- _What you need to do_
A – Answer these questions from the text about No. 9 High Street:
(i) How much did John Shearsmith pay Edward Ogle for the land?
(ii) By what year was the building described as a lodging house?
(iii) On what date were the premises sold to Worthing Corporation?
B – Rewrite the No. 9 High Street text from "Unfortunately James Penfold" up to and including "Worthing Reference Library].", switching "lodging house" to "boarding house".

- _Text segment_
··········

High Street No. 9
D4.5 No. 9 High Street.
Part of 1852OS map showing No. 9 High Street out-
On 2nd September 1808 Edward Ogle sold a piece of his land measuring 21 feet north to south and 48 feet east to west for £230 to John Shearsmith of Worthing, surgeon, who had a house built on it. Dr. Shearsmith had two entrances to his house in Ann Street, one of which was the entrance to his surgery. Edwin Snewin in his book Glimpses of Old Worthing (p.130) suggests that despite being a very clever doctor, Dr. Shearsmith was not very successful when handling his finances and it may well be for this reason that he sold his house just over a year later on 1st November 1809 to James Penfold of Goring, yeoman.
Unfortunately James Penfold was also equally unsuccessful in handling his financial affairs, for by 1819 he was bankrupt. Of necessity he sold his house to Henry Budd Esq. who, one month later, sold it to a Mr Joseph Dickenson Crosskey of London. By 1821 the building was described as a lodging house.
By 1841 the premises were occupied by William Potter, as a grocer’s shop and he purchased the building 2nd January 1849. He was laying the foundation of something bigger than he knew for it later became Potter and Steele, then Potter and Bailey and finally the very successful Potter, Bailey & Co. This was later registered as a private company. [A Link with the Past – Potter Bailey & Co. Ltd., pp.4 and 5 – Worthing Reference Library].
William Potter – the founder of Potter, Bailey & Co.Ltd.
The staff of Potter, Bailey & Co. assembled outside their shop, No. 9 High
Street in circa 1892.
By 1932 when Potter, Bailey & Co. Ltd issued their ‘Guide to Christmas Shopping’ (see below) they had seven local branches (which included one at South Lancing), plus an ironmongery and hardware store (1 Crescent Road) and a wholesale warehouse and offices in Ann Street.
1804 – 1808 Edward Ogle – land only
1808 – 1809 Dr. John Shearsmith – surgeon [house built on land]
1809 – 1819 James Penfold
1819 Henry Budd Esq.
1819 – 1822? Joseph Dickenson Crosskey – building described as a lodging house
1841 – 1871 William Potter -
1872 – 1890 Potter and Steele – grocers
1881 James S.Cooper – grocer’s assistant
1891 Elizabeth Bennett -
1891 – 1962 Potter and Bailey, then Potter , Bailey & Co (Ltd.)
On 8th October 1962 the premises were sold to Worthing Corporation and later demolished for the Guildbourne Centre.

··········

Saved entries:

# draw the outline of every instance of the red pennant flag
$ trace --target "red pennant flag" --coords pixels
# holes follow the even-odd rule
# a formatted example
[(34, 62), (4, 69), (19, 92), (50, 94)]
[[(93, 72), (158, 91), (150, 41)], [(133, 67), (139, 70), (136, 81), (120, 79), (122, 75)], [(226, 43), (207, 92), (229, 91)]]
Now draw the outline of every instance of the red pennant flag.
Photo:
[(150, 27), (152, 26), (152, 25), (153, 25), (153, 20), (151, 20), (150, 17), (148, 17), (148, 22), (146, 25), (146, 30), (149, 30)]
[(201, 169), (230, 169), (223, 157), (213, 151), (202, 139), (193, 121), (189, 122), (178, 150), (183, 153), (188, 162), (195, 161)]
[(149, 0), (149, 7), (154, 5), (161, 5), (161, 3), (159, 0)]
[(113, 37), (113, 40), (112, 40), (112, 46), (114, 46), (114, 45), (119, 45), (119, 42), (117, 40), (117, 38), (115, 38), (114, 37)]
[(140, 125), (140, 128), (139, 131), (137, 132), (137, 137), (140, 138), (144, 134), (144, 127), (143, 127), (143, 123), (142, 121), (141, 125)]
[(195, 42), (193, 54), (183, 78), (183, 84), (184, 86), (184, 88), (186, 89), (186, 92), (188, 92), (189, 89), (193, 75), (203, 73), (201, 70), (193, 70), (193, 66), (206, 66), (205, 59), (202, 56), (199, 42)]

··········

- _Solution list_
A –
(i) £230
(ii) 1821
(iii) 8th October 1962

B –
Unfortunately James Penfold was also equally unsuccessful in handling his financial affairs, for by 1819 he was bankrupt. Of necessity he sold his house to Henry Budd Esq. who, one month later, sold it to a Mr Joseph Dickenson Crosskey of London. By 1821 the building was described as a boarding house.
By 1841 the premises were occupied by William Potter, as a grocer’s shop and he purchased the building 2nd January 1849. He was laying the foundation of something bigger than he knew for it later became Potter and Steele, then Potter and Bailey and finally the very successful Potter, Bailey & Co. This was later registered as a private company. [A Link with the Past – Potter Bailey & Co. Ltd., pp.4 and 5 – Worthing Reference Library].